**What to work on**
Transcribe exactly the line containing "In the photograph above, where can the ceiling fan blade" plus every later line in the data.

BEGIN Data for this exercise

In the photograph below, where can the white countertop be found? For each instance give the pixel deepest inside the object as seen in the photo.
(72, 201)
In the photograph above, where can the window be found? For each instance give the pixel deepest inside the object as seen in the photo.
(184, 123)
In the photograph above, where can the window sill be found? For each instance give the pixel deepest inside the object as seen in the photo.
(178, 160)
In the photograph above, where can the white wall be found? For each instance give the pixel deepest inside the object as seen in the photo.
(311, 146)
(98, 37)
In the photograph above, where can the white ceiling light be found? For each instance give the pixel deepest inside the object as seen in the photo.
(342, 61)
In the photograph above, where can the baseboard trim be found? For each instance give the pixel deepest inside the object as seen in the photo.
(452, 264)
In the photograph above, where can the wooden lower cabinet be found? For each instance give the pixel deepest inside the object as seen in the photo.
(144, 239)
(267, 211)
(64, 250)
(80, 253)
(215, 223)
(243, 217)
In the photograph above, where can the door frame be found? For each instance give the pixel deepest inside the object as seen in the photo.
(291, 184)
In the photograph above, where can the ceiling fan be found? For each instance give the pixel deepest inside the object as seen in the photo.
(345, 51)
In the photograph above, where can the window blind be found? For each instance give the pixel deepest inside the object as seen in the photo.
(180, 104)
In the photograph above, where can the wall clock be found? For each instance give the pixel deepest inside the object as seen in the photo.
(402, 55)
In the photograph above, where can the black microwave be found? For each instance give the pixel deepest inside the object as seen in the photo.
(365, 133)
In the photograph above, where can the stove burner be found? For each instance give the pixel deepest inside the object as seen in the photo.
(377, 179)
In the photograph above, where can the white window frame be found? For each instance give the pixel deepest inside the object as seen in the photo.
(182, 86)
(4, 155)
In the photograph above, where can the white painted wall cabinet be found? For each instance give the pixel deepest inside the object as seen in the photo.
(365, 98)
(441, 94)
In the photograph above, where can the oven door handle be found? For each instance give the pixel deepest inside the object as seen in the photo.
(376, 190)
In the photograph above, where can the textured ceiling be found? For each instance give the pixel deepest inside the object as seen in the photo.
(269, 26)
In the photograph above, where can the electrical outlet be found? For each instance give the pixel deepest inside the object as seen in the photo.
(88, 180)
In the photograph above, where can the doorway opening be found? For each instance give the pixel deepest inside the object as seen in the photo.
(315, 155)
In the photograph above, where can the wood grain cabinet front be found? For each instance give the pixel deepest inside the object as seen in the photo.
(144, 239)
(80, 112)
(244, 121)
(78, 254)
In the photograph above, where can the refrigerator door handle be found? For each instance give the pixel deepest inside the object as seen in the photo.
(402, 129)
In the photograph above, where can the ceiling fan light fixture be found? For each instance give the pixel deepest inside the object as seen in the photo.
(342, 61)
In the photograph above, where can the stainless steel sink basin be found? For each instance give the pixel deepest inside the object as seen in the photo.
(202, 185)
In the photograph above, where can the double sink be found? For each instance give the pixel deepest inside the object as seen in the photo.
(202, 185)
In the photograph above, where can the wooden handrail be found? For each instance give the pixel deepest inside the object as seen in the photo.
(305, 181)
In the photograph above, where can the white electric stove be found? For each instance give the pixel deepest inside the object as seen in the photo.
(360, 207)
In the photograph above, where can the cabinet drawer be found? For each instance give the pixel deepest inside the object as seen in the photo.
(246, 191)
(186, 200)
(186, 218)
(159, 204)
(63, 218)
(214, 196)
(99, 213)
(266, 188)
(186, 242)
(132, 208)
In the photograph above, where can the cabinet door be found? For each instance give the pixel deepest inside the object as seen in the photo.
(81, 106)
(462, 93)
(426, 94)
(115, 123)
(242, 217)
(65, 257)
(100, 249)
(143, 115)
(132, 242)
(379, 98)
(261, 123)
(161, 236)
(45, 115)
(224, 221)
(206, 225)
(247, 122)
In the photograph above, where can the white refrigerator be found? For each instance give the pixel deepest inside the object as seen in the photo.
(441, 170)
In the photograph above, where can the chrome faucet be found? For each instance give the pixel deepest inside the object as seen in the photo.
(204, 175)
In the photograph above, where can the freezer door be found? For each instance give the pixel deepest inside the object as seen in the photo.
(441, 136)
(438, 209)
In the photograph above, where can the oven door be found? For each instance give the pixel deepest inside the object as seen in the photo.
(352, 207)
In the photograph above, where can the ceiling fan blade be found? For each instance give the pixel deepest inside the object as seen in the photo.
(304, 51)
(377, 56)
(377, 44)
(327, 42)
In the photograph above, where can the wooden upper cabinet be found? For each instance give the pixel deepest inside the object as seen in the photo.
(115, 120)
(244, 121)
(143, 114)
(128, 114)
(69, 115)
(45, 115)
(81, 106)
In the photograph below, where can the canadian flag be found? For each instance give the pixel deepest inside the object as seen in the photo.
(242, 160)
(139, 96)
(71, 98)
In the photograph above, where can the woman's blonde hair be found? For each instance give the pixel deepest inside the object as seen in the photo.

END Data for this exercise

**Answer box**
In the photograph above, where can the ceiling fan blade be found? For each instance give the pixel deepest inside the object as seen in the photo.
(304, 51)
(377, 56)
(377, 44)
(327, 42)
In the photograph above, where can the wooden upper cabinet be found? For each instance give the pixel deepest inside the object as seen in the photo.
(115, 120)
(244, 121)
(143, 114)
(128, 114)
(69, 115)
(45, 115)
(81, 106)
In the photograph below, where can the canadian flag be found? For each instance give the pixel deepest inside the object as seen in the photo.
(242, 160)
(139, 96)
(71, 98)
In the photograph above, where can the woman's blonde hair be found? For each instance give the pixel deepest inside the object as seen in the photo.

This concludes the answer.